What is being asked |
In the material below, the lines from the one containing "pixel 199 95." through the one containing "pixel 197 177." are to be given again exactly, ends included, and no others.

Data extract |
================

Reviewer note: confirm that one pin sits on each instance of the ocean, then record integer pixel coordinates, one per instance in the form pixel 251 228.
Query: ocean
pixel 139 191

================

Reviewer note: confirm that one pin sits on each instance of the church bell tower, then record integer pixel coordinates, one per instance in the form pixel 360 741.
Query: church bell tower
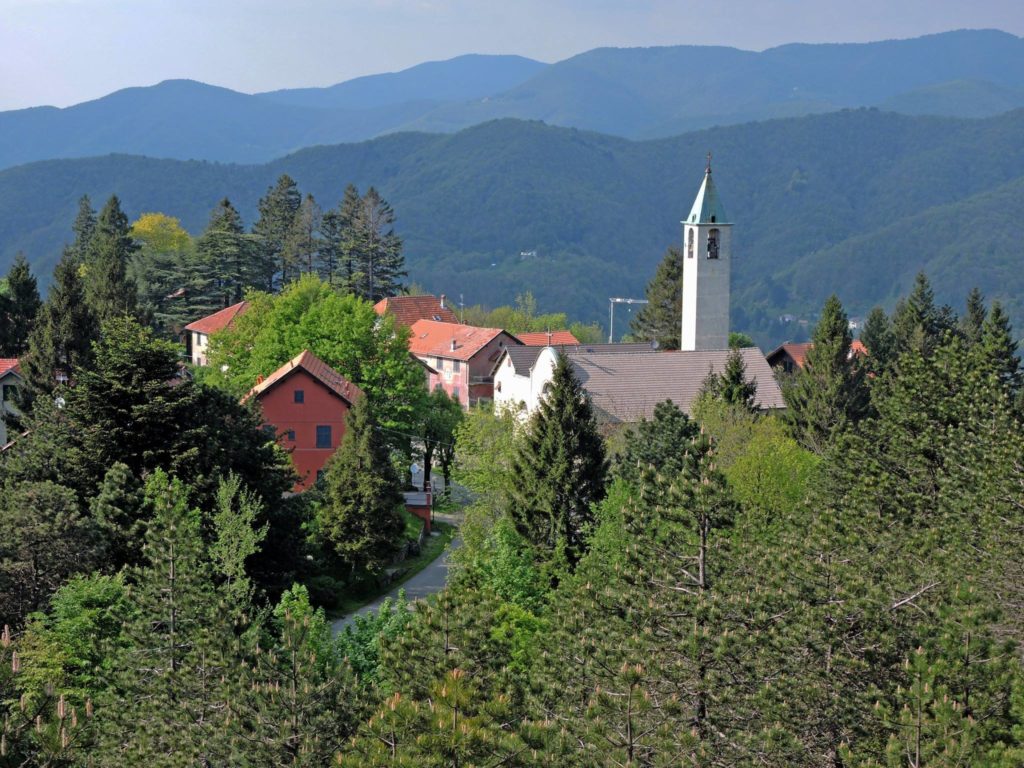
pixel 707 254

================

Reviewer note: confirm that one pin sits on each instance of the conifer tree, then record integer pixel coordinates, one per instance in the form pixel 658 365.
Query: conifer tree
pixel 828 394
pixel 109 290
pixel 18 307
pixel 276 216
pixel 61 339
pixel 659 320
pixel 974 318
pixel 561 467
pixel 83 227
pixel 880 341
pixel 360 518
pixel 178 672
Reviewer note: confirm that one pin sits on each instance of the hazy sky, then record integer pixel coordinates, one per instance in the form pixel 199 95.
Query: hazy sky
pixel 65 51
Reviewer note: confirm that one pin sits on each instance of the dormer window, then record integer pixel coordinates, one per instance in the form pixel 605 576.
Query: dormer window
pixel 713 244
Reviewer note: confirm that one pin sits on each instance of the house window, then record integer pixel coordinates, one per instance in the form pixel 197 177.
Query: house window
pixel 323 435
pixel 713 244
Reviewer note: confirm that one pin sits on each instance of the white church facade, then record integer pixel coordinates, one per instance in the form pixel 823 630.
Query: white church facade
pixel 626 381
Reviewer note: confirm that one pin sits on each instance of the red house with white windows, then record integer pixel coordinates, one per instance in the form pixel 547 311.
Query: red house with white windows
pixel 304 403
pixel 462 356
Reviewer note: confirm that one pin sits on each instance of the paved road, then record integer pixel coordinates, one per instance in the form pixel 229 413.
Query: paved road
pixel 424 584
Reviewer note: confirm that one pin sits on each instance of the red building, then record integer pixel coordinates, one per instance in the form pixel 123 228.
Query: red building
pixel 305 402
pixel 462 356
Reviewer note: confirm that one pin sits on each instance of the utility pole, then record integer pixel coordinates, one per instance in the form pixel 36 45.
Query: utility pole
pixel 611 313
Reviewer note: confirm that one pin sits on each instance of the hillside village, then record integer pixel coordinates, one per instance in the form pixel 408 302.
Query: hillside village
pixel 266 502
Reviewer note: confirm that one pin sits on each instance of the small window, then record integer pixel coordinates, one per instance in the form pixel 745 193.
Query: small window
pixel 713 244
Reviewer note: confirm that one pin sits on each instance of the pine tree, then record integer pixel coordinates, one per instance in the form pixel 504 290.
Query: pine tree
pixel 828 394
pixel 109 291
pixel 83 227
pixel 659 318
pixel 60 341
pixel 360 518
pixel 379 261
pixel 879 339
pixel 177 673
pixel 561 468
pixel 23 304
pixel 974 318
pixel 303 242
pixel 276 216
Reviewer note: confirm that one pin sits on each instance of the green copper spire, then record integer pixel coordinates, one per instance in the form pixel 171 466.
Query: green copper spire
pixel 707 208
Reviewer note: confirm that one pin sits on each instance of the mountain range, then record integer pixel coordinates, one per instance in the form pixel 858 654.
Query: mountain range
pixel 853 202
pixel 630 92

================

Result below |
Reviewer note: confirm that one pin sits on each instance of the hazy sky, then record integer pixel coordinates, one per instance in the form pixel 199 95.
Query: hazy sky
pixel 65 51
Reviewer note: confirm that one pin sits on each instance of the dormer window, then record integer pixel coordinates, one per instance in the form pixel 605 576.
Query: dormer window
pixel 713 244
Reviewer note: confirm that one pin sits on each instance of the house window, then record integer pixel coordinates, one per instance in the form pixel 197 177.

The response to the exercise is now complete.